* [EXERCISE INSTRUCTIONS]: Which lines in the items below contain the string "plaza"? Find each one and copy it in full, treating uppercase and lowercase as distinct.

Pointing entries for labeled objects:
▬▬▬▬▬▬
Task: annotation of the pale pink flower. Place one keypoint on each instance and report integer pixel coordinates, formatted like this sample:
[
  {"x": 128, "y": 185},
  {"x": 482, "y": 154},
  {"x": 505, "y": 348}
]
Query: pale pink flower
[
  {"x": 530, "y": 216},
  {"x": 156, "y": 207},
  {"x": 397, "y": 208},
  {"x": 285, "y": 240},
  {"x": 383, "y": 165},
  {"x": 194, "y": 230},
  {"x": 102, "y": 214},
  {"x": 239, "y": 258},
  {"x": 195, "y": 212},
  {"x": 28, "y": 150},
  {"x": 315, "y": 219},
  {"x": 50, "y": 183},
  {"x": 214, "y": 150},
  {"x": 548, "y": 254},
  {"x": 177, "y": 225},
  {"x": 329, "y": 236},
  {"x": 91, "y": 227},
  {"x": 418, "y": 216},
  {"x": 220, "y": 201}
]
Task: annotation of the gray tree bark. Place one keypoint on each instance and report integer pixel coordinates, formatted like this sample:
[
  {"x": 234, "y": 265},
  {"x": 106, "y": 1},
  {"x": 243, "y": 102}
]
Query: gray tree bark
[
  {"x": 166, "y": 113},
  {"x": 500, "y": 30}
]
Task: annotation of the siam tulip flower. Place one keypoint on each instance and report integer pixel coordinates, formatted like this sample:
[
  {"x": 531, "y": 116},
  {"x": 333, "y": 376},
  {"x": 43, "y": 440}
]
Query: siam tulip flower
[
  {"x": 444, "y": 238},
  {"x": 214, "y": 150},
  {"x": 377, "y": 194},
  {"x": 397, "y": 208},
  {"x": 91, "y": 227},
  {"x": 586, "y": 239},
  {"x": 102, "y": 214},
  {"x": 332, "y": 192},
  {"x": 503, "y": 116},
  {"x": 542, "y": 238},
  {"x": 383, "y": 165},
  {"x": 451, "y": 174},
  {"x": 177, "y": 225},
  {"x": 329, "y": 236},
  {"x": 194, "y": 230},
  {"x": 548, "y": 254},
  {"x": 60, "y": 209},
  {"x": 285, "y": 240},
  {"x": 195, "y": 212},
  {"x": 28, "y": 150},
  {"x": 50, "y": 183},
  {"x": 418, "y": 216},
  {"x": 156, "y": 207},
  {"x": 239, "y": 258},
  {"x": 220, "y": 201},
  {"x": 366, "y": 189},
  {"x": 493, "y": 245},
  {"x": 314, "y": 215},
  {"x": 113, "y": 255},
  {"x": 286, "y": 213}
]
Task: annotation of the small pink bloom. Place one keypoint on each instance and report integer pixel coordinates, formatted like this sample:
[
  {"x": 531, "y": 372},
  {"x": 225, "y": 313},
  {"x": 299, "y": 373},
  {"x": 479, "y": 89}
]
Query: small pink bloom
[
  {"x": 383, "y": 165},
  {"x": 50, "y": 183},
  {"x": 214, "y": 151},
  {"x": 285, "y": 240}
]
▬▬▬▬▬▬
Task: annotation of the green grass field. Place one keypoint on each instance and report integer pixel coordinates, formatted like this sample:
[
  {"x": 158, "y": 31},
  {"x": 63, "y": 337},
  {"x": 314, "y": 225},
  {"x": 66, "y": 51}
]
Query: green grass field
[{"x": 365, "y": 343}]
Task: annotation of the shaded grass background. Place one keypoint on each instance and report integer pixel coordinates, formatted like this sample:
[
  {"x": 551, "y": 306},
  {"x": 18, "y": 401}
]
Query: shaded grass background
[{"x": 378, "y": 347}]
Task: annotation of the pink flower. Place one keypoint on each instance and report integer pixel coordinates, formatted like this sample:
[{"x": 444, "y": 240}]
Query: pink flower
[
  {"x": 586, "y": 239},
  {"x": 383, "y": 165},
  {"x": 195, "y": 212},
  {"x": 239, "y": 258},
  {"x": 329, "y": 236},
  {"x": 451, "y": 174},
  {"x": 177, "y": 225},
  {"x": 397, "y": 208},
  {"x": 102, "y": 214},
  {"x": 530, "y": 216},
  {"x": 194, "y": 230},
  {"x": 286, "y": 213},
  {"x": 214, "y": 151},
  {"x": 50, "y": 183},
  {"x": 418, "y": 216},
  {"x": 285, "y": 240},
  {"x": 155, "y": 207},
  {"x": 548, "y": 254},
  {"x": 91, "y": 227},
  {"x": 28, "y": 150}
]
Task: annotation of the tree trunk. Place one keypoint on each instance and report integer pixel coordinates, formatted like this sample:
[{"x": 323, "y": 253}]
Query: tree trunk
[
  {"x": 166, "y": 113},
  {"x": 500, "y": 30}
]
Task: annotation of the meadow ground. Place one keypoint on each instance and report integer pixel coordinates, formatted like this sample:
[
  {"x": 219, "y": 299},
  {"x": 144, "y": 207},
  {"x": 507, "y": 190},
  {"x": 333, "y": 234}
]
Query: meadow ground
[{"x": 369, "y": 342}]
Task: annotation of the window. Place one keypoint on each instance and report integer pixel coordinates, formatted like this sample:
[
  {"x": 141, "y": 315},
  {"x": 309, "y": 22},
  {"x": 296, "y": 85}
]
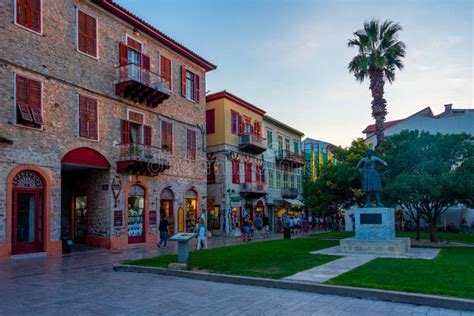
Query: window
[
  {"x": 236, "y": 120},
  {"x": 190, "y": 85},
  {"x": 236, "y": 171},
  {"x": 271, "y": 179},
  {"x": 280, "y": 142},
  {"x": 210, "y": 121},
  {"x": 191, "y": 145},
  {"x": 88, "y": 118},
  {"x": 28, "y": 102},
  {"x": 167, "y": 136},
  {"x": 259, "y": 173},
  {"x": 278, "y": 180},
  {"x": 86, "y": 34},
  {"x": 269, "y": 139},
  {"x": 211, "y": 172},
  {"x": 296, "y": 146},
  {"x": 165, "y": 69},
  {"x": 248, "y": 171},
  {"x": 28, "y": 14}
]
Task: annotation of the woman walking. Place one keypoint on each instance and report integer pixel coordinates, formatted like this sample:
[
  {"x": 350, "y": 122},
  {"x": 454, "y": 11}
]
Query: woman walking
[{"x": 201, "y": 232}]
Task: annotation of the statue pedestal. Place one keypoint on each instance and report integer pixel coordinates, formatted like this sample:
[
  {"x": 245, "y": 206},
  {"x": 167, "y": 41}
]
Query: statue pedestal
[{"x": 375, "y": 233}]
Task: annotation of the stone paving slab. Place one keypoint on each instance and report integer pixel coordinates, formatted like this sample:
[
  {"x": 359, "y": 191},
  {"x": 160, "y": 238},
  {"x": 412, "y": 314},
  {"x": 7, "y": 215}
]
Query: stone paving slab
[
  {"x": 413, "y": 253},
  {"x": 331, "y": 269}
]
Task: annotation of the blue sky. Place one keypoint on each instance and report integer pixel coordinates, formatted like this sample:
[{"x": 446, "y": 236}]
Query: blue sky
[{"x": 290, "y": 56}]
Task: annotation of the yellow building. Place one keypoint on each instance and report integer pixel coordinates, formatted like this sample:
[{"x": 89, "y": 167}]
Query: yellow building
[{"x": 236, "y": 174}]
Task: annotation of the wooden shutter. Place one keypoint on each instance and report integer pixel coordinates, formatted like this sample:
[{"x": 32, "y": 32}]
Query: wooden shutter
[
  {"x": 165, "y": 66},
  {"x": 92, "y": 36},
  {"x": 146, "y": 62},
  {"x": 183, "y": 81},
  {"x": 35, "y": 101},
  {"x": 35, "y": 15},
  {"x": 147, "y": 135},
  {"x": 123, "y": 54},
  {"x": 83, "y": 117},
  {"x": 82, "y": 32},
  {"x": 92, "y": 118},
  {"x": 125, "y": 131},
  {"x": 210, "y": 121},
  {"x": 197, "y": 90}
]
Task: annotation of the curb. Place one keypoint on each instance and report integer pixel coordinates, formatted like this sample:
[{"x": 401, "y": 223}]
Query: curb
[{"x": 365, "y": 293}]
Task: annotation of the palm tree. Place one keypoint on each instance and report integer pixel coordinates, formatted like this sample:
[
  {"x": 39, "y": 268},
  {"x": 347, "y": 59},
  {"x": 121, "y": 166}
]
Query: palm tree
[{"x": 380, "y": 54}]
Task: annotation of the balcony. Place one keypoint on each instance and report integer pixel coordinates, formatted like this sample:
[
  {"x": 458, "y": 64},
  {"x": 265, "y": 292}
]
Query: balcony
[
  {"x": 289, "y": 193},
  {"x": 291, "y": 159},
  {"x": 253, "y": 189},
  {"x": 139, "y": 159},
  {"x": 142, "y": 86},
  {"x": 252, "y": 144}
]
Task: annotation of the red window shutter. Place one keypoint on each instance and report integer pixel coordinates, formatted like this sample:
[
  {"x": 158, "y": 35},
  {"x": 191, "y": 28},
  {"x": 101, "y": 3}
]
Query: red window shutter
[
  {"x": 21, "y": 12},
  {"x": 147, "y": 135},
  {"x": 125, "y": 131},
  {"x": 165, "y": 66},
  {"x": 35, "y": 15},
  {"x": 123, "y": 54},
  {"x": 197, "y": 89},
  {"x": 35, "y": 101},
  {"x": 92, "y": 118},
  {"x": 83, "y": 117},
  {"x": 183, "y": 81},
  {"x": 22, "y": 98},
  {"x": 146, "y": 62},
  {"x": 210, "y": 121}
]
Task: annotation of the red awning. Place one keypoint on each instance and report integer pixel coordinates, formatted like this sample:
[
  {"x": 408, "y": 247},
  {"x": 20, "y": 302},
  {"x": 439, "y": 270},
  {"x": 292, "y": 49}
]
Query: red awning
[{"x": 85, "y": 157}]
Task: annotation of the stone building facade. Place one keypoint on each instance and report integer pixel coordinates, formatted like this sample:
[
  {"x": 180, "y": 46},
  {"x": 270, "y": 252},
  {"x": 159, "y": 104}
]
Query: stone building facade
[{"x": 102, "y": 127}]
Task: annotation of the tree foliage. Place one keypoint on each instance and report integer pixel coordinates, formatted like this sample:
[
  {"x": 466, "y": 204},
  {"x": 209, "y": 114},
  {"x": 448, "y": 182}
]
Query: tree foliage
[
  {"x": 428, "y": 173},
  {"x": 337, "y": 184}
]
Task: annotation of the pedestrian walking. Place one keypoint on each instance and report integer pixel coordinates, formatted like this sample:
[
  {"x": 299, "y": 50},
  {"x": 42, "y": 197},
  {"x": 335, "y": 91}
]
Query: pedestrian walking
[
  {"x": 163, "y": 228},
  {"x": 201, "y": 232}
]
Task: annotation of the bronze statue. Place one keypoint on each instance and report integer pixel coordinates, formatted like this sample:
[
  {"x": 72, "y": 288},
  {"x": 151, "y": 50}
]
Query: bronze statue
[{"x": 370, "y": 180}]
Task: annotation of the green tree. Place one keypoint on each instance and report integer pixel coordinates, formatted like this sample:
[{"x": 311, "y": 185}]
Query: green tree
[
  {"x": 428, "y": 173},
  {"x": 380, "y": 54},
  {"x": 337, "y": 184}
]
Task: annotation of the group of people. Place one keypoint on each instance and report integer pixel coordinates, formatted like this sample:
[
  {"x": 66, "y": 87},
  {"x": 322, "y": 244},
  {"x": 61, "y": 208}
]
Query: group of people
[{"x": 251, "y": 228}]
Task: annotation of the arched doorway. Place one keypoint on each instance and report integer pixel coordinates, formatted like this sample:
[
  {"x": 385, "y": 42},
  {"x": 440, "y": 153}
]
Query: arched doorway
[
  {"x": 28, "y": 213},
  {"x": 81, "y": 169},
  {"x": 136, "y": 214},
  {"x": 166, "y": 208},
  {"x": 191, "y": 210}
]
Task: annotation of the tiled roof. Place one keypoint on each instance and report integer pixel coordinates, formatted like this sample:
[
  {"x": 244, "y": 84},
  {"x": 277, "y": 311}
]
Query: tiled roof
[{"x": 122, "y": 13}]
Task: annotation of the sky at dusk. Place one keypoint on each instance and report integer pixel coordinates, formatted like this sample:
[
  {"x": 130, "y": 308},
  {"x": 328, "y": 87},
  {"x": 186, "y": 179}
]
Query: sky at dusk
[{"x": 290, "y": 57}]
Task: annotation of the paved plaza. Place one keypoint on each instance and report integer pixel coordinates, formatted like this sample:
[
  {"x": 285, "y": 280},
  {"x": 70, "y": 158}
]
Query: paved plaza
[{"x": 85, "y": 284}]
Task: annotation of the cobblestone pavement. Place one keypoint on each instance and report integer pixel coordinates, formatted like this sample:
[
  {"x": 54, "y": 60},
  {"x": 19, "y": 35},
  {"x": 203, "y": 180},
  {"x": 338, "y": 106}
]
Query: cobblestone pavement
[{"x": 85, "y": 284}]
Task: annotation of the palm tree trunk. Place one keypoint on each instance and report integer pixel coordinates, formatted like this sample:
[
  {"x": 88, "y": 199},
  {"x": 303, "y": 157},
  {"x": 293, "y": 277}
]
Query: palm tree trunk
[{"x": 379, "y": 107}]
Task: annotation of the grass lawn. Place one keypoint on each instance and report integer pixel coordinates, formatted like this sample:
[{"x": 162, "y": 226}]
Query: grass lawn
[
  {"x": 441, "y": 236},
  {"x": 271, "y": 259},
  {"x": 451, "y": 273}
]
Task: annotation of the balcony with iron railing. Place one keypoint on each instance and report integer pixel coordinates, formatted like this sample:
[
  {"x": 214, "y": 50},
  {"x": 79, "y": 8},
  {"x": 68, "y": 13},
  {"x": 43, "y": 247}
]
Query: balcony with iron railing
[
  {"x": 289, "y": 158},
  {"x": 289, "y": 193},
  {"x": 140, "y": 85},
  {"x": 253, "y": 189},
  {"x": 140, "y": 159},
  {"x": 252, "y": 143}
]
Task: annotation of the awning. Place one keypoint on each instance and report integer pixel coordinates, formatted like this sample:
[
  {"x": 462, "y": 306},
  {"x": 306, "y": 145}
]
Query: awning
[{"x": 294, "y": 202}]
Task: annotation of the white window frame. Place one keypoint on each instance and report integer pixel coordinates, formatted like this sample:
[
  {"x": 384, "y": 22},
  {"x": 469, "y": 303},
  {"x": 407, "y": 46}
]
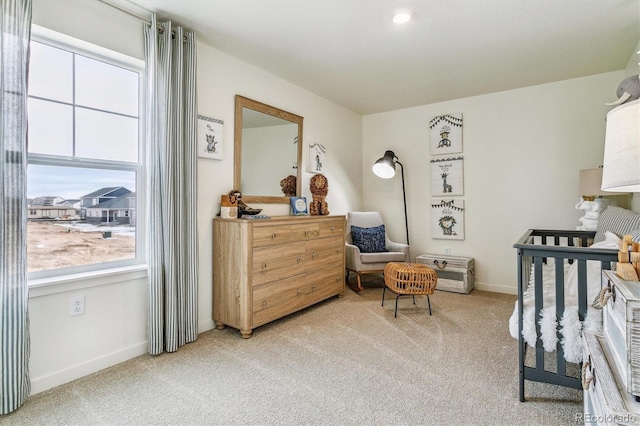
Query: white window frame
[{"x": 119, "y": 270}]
▬▬▬▬▬▬
* [SOLUTION TO THIS EXERCISE]:
Task: annotation of the paved plaza. Place one keypoint on each instance and report integer pixel coordinates, formatted like this sample:
Query: paved plaza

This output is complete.